Required work: From first line to last, retype the data exactly.

[Items from a data source]
= Beginning of Section =

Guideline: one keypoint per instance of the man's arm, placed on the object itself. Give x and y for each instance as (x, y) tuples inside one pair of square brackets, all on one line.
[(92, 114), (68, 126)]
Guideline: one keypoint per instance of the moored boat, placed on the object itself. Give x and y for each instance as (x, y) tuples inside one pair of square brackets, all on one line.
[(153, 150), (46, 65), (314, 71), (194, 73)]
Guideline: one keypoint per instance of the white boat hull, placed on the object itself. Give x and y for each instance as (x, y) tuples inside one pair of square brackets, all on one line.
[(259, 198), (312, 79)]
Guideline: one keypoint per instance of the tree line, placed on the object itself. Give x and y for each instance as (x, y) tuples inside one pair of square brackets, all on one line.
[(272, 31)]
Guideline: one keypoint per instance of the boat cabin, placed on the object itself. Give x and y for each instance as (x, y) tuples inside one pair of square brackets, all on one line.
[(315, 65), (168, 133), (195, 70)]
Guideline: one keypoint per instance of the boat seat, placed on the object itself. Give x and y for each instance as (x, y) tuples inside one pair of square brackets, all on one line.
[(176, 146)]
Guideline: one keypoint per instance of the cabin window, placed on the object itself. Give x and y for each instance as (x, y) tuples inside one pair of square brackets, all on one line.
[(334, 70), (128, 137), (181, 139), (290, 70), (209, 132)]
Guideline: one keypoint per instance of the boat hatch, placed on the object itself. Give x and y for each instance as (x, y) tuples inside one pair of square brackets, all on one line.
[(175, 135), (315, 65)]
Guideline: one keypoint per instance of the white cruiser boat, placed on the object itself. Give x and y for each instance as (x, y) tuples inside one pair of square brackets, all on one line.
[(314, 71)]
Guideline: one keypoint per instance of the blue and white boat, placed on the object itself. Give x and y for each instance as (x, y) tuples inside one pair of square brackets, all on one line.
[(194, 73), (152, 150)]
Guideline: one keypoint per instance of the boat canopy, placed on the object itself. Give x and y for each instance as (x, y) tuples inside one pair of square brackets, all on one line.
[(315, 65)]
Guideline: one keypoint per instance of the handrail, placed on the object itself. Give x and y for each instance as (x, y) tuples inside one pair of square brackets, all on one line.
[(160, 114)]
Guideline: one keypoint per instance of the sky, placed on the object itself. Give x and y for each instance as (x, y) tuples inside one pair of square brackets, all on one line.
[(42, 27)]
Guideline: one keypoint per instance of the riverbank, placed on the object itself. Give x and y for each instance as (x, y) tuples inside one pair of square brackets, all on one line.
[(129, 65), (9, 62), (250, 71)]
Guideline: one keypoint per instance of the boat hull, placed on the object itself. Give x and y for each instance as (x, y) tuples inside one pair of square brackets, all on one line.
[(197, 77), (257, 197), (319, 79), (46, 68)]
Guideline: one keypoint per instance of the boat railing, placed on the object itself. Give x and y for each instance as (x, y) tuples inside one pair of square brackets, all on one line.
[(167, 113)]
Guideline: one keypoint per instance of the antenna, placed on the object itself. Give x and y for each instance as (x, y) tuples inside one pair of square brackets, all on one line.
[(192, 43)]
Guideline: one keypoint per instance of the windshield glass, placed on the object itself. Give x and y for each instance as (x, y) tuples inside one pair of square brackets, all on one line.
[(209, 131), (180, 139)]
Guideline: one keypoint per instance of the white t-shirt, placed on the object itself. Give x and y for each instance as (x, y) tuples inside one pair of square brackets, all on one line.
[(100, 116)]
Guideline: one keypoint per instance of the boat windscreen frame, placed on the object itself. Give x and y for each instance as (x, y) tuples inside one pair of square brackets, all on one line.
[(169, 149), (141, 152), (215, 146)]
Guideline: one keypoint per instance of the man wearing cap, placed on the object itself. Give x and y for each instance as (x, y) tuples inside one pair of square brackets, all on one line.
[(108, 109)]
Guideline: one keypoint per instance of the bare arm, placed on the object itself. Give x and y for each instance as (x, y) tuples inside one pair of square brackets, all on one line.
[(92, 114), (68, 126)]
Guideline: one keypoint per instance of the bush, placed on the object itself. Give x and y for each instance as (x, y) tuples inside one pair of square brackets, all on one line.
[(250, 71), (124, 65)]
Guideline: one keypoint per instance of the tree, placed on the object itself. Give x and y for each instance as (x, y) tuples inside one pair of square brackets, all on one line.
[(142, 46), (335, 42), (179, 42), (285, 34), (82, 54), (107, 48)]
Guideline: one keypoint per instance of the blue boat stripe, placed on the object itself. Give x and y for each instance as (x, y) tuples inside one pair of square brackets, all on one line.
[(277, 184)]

= End of Section =

Written answer:
Guideline: one keypoint per instance of the man's arm, placed on the object itself. Give x and y for each instance as (x, y) tuples inside one pair of square brackets, all on one line.
[(92, 114), (68, 126)]
Guideline: one keypoint per instance of the moored boat, placed on the object itself. Give x and y for each instance as (x, y) tuples inside one pair of square brackets, all on one line.
[(153, 150), (46, 65), (314, 71), (194, 73)]
Guideline: one keypoint per instance of the white boat hull, placed on the object itself. Give x and y for each instance as (x, y) tuples inside one pair of square brackets, all on one line.
[(259, 198), (312, 79)]
Guideline: one keypoint per instance of the tree line, placed on the object itself. Give x and y for each instance as (x, y) tuples inside one pair of square brackets, all on one line.
[(272, 31)]
Guideline: one keypoint per instance of the boat cabin, placed on the object itself. Give x and y for each instance as (x, y) tuples inside one pair of square brackets, all on one line.
[(315, 65), (168, 133), (195, 70)]
Guideline: one keypoint per instance of the boat seat, placed on the object itself. Give x and y for each instance as (x, y) tuples inside one pair of square brackets, all on one line.
[(176, 146)]
Guideline: one keypoint per instance of the cabin window, placed on the object itself. Give x and y for each instance as (x, y) tuples inside one pair of square brackets, all on one line.
[(334, 70), (128, 137), (181, 139), (290, 70), (209, 132)]
Guideline: one keypoint per instance of the boat hatch, placed on the object itself. Give x and y for each instance as (x, y) tuples inside one pair of square brackets, all on one line.
[(175, 135), (315, 65)]
Guideline: one keypoint per instance of the white cruiser boat, placed on the object itself. Give x and y for each instance as (x, y) tuples inside one pair of square brackets, all on one line.
[(314, 71)]
Guideline: one keypoint per instance of the blue and white boat, placed on the object itself. Give x and y for each instance as (x, y) tuples inside one pair of square brackets, all on one line.
[(194, 73), (152, 150)]
Guideline: one keypoint per instance of the boat canopy, placed on the object itself. Give x and y for each instance as (x, y) tuples inside one pair of square brackets, all on one line.
[(315, 65)]
Guideline: one keypoint per instance of the handrail, placed on the object itself. Give x and y for each instance as (x, y) tuples inside one pair of square brackets, all on one line.
[(160, 114)]
Guideline: one keypoint per instance of the sky, placed on the object itself. Give x and y for each instance as (x, y) tuples inside one pair of square brackets, all on one line.
[(42, 27)]
Guideline: one keypoint per instance of the riverbank, placed on the object itself. Give x and y for each instance as (x, y) tuples inside one pair of square brackets, all on one line.
[(129, 65), (9, 62), (250, 71)]
Guideline: one keypoint per instance of the boat hull, placed on the object itself. Give x and y for each instance as (x, y) tuples inside one pair of square brackets, all on one line.
[(197, 77), (257, 197), (319, 79), (46, 68)]
Guideline: one keypoint per instance of the boat railing, placed on the object itself. Give x and y for each instance as (x, y) tuples inside one pair of square brackets, all on one line.
[(167, 113)]
Guideline: one keypoint per instance of the antenna, placed on the object itself. Give x and y for each instance as (x, y) tuples inside one pair of square brackets, all on one line.
[(192, 43)]
Guideline: one keypoint per instance of the windshield glass, placed on the object itself. Give x and y for each instance as (x, y) tuples inside one pair of square brackets, all on one line.
[(209, 131), (180, 139)]
Guideline: one keypoint per instance of the white t-shirt, placed on the object itself. Give x and y for each instance as (x, y) tuples inside one pair of square brackets, all on one line.
[(100, 116)]
Guideline: one keypoint per instance of the boat windscreen frame, placed on the object itself. Give x and y for each instance as (x, y) tuples inside one pair of square brackets, all on one line.
[(169, 149), (141, 152), (215, 146)]
Guideline: one keypoint per instance of the man wearing cap, placed on the object itself. Give x and y for each instance as (x, y) tuples inside one pair of square brackets, all on one line.
[(108, 109)]
Guideline: one keypoint per instance of the bare arm, placed on the object itself. Give x and y for each instance as (x, y) tuples inside one pair of square brackets, all on one line.
[(92, 114), (68, 126)]
Guideline: one keypoint per instance of the bush, placed on the object itself. Give x and y for each instance as (x, y) tuples inside one pair of square brackets, all on one line.
[(250, 71), (124, 65)]
Guideline: one keypoint per instance of the tree, placed on the object itself. Give x and y for each instance as (x, y) tuples inside one pair of square brackets, all on one line.
[(142, 46), (335, 42), (179, 42), (285, 34), (82, 54), (107, 48)]
Guideline: one keypoint per instance of the blue boat stripe, placed on the object itself. Give x and y for each instance as (x, y) tuples inside one pair of square brackets, all on one line.
[(277, 184)]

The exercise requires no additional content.